Schriftliche Aufgabe:
Tippen Sie sämtliche nachstehenden Einträge Zeichen für Zeichen unverändert ab.

Die Daten:
· · · · · · ·

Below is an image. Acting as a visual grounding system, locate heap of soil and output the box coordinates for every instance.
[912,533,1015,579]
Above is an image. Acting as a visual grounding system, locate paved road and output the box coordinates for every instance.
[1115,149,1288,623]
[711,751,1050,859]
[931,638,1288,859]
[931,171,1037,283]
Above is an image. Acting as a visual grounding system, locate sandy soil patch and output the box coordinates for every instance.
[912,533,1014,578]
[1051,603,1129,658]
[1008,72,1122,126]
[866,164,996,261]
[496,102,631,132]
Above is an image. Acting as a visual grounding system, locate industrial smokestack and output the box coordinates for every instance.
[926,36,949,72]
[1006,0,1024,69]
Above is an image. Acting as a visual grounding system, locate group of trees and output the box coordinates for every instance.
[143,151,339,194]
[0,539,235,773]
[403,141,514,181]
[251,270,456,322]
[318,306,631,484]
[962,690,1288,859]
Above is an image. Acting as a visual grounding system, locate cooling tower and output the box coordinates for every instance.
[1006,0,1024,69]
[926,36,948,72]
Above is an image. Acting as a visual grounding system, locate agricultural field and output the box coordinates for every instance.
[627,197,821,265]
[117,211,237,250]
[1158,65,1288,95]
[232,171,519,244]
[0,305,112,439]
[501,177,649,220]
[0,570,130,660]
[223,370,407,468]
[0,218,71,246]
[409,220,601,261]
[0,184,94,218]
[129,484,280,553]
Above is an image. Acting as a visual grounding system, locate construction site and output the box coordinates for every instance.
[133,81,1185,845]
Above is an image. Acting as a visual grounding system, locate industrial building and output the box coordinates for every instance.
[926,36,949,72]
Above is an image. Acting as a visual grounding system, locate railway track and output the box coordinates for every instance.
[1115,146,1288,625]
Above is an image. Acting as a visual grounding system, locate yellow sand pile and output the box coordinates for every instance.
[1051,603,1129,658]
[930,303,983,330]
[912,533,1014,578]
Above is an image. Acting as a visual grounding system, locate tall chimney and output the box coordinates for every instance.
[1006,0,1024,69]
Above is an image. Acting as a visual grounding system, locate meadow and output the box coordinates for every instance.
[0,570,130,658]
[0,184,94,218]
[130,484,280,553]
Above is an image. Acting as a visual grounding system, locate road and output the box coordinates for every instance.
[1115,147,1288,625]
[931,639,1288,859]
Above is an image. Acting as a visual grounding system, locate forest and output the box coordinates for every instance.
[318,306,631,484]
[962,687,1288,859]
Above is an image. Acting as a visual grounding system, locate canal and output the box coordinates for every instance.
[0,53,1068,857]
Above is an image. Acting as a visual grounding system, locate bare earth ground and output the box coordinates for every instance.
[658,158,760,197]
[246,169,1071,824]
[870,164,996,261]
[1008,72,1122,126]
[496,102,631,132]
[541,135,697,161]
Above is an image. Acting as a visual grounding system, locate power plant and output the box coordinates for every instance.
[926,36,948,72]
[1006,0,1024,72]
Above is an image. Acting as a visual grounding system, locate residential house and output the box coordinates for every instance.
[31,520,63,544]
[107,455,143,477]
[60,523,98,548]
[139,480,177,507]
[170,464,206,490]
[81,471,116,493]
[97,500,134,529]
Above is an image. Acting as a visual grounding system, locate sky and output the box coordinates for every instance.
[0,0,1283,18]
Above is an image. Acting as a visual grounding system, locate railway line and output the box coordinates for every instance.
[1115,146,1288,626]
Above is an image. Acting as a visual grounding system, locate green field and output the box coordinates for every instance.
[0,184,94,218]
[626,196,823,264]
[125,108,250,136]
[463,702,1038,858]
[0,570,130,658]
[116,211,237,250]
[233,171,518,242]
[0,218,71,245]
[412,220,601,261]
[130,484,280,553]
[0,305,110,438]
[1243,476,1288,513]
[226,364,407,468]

· · · · · · ·

Erwartete Antwort:
Below is an image. Acting as a visual grounding system, locate heap of soil and output the box coordinates for every instance.
[912,533,1015,579]
Above is an image. Acting as a visual grounding system, locate paved road and output the box coordinates for every instance.
[1115,149,1288,623]
[711,751,1050,859]
[931,638,1288,859]
[931,171,1037,283]
Above is an image. Acting as a visual grounding system, locate sandy soil patch and output the box coordinates for every instance.
[912,533,1014,578]
[1051,603,1129,658]
[1008,72,1122,126]
[866,164,996,261]
[496,102,631,132]
Above is an image. Acting as a visual grounding system, locate industrial smokestack and output the box coordinates for every instance.
[926,36,949,72]
[1006,0,1024,69]
Above is an image. Acting as a visual grounding system, locate group of trees and output the box coordinates for every instance.
[143,151,339,194]
[0,539,235,773]
[403,141,514,181]
[251,270,456,322]
[318,306,631,484]
[962,690,1288,859]
Above is an image. Acting as a visual grounding system, locate cooling tower and output the box coordinates for every instance.
[1006,0,1024,69]
[926,36,948,72]
Above is an image. Acting as a visual grounding system, locate agricultural field and output the box coordinates for every instance.
[627,197,821,265]
[117,211,237,250]
[1158,65,1288,95]
[232,171,519,244]
[0,305,112,439]
[501,177,649,220]
[0,570,130,660]
[223,370,407,468]
[0,218,71,246]
[409,220,601,261]
[0,184,94,218]
[129,484,280,553]
Above is an image. Acting as a visual grounding system, locate construction site and output the box coordinates for every instance.
[133,81,1185,845]
Above is an image. Acting as a visual grounding system, locate industrial building and output the box coordinates for every instance.
[926,36,949,72]
Above is an image. Acting as a visual grounding system, locate railway track and output the box coordinates for every instance.
[1115,146,1288,625]
Above is an image. Acting as a visual grounding system, locate yellow sand pile and output the box coordinates for every instance.
[1051,603,1129,658]
[930,303,983,330]
[912,533,1014,578]
Above is an image. Acting as a visual grounding system, locate tall chimney and output the box coordinates for every instance.
[1006,0,1024,69]
Above is an image. Acting as a visual grounding system, locate meadow and output the box coordinates for every instance.
[0,570,130,658]
[0,184,94,218]
[130,484,280,553]
Above is an image. Acting as a visual grounding system, locate road and output the box coordinates for every instance.
[1115,147,1288,625]
[931,639,1288,859]
Above is an image. Acting as a visual grounding system, locate forest and output the box coordinates for every instance.
[318,306,631,484]
[962,687,1288,859]
Above is an image. Acting as a visual grounding system, locate canal and output the box coordinates for every instance.
[0,53,1068,857]
Above is an image. Acting as a visual grounding system, locate bare earth ground and output the box coordinates for every instance.
[658,158,760,197]
[246,169,1071,824]
[870,164,996,261]
[1008,72,1122,126]
[496,102,631,132]
[541,135,697,161]
Above is an image. Acting as a visual grounding system, locate power plant and output the box coordinates for every instance.
[926,36,948,72]
[1006,0,1024,72]
Above is an image. Acting as a visual grounding system, locate residential house and output the box coordinates for every instance.
[31,520,63,544]
[107,455,143,477]
[60,523,98,548]
[139,480,177,507]
[170,464,206,490]
[81,471,116,493]
[97,500,134,529]
Above is an image. Acting as a visual grounding system, locate sky and output the box coordinates for every instance.
[0,0,1283,18]
Above is an image. Acting as a visual grounding system, locate railway line and output the box coordinates for every instance.
[1115,146,1288,626]
Above is an image. Acting as a visual grounding system, locate green field and output the box coordinates for every instance.
[0,184,94,218]
[626,196,823,264]
[125,108,250,136]
[463,702,1038,858]
[0,570,130,658]
[116,211,237,250]
[233,171,518,242]
[0,218,71,245]
[412,220,601,261]
[130,484,280,553]
[0,305,110,438]
[1243,476,1288,513]
[226,364,407,468]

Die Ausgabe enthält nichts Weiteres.